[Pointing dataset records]
§ §

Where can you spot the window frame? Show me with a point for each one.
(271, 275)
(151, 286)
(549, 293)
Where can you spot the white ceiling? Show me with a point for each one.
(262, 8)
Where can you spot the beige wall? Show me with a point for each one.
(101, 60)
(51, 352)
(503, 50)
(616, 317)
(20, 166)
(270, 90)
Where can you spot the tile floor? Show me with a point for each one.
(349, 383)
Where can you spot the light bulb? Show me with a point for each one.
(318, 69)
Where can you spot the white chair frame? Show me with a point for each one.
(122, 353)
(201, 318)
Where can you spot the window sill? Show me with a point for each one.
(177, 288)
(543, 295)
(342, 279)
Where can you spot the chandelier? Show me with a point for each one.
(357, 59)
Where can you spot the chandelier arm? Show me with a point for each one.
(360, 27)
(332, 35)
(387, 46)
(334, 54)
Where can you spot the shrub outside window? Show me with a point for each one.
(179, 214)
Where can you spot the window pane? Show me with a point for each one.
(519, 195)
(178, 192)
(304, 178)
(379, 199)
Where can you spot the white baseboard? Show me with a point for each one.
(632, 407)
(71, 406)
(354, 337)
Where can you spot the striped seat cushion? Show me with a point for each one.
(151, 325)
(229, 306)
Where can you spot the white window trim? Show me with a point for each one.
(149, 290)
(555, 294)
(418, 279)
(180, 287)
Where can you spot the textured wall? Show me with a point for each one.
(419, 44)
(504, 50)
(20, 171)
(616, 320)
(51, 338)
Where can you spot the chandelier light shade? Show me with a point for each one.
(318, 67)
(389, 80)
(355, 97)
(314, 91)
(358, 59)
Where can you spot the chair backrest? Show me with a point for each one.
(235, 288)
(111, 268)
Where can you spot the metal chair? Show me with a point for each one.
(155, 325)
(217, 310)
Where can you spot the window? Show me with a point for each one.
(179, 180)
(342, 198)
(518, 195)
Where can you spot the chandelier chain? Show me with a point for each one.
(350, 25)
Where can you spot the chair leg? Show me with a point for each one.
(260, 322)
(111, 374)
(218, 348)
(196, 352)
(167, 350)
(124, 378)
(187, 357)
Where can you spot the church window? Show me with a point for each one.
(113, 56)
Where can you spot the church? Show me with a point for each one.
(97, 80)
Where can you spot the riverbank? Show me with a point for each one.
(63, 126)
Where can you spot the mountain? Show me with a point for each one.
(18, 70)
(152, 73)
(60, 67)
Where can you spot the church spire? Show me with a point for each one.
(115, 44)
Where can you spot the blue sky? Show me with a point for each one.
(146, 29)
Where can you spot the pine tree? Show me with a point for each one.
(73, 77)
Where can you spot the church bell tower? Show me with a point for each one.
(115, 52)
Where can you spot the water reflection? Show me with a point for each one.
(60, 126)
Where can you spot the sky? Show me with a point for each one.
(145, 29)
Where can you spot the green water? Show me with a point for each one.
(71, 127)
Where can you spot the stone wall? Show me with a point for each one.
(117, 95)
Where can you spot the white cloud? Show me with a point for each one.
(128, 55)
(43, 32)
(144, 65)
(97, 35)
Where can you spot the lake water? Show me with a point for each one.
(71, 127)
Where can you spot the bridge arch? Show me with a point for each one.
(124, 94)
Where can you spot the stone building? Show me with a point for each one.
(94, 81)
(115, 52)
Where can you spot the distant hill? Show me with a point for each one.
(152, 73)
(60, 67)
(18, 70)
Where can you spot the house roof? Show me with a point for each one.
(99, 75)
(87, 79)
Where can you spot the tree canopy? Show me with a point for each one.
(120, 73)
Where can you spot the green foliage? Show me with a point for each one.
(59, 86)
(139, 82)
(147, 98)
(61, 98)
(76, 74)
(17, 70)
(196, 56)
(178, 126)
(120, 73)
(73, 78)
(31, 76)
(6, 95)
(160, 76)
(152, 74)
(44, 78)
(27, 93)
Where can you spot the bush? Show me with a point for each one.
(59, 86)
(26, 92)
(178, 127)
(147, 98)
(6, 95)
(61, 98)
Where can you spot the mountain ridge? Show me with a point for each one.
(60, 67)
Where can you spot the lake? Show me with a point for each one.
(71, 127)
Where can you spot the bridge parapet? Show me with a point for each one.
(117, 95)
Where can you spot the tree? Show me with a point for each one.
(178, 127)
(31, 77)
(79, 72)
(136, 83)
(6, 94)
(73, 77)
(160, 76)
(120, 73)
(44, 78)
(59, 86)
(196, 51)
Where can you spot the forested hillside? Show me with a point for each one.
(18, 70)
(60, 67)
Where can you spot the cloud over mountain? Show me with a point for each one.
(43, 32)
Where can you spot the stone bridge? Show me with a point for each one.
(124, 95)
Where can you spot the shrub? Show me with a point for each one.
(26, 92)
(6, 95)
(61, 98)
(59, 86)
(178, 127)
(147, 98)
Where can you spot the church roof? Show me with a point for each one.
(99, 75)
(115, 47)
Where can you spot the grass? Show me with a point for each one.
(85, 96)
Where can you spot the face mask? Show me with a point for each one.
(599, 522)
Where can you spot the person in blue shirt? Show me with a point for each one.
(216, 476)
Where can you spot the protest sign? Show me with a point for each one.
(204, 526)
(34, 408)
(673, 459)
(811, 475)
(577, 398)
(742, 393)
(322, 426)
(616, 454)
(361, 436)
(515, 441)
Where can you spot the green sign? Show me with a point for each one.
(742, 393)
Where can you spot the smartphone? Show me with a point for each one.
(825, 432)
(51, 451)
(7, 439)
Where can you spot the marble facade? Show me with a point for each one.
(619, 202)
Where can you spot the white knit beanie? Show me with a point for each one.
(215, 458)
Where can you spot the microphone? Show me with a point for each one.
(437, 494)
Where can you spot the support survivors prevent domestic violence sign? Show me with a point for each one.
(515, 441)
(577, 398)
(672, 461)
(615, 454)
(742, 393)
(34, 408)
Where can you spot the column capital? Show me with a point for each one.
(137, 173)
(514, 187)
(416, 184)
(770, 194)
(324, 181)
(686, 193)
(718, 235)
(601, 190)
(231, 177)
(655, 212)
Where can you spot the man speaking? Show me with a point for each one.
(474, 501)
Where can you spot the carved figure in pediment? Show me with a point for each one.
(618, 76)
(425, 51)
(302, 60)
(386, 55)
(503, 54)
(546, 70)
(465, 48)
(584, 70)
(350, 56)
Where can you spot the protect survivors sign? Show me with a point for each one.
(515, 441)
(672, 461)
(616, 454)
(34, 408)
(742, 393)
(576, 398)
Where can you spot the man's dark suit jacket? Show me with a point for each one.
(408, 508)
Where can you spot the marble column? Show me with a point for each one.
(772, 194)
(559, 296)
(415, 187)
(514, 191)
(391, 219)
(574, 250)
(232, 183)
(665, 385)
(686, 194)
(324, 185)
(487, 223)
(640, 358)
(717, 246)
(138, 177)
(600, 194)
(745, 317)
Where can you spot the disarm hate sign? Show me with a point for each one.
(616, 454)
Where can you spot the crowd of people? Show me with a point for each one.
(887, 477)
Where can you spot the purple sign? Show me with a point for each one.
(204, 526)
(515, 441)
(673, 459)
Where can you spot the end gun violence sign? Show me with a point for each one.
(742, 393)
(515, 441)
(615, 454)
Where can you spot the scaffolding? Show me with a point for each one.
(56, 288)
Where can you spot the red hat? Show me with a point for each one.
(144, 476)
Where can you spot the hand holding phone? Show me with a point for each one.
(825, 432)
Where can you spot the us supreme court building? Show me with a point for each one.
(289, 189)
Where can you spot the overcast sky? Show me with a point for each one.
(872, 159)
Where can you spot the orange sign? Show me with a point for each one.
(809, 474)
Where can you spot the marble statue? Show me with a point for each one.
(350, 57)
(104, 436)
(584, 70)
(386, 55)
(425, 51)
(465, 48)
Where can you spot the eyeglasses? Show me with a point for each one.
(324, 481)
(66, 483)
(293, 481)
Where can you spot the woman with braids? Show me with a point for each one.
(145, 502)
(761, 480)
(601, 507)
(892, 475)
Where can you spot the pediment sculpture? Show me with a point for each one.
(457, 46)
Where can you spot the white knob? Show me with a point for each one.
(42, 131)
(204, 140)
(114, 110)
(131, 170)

§ §

*What you have to do:* Copy only the stretch running from the line containing "Where can you spot the marble statue?" to the final line of the entries, both ends included, exactly as it stands.

*The response:*
Where can you spot the marble statue? Show me with a point for each one.
(350, 57)
(104, 436)
(584, 70)
(386, 55)
(425, 51)
(465, 48)
Where can you spot the eyeglasses? Show me with a point for each one.
(324, 481)
(66, 483)
(293, 481)
Where can you spot the woman with braids? Show me with a point for each one.
(145, 502)
(761, 480)
(601, 507)
(892, 475)
Where can you spot the pediment sculpture? Show me with a point for each one.
(457, 46)
Where can you spot the white knob? Show me with a point for each one.
(42, 131)
(204, 140)
(114, 110)
(131, 170)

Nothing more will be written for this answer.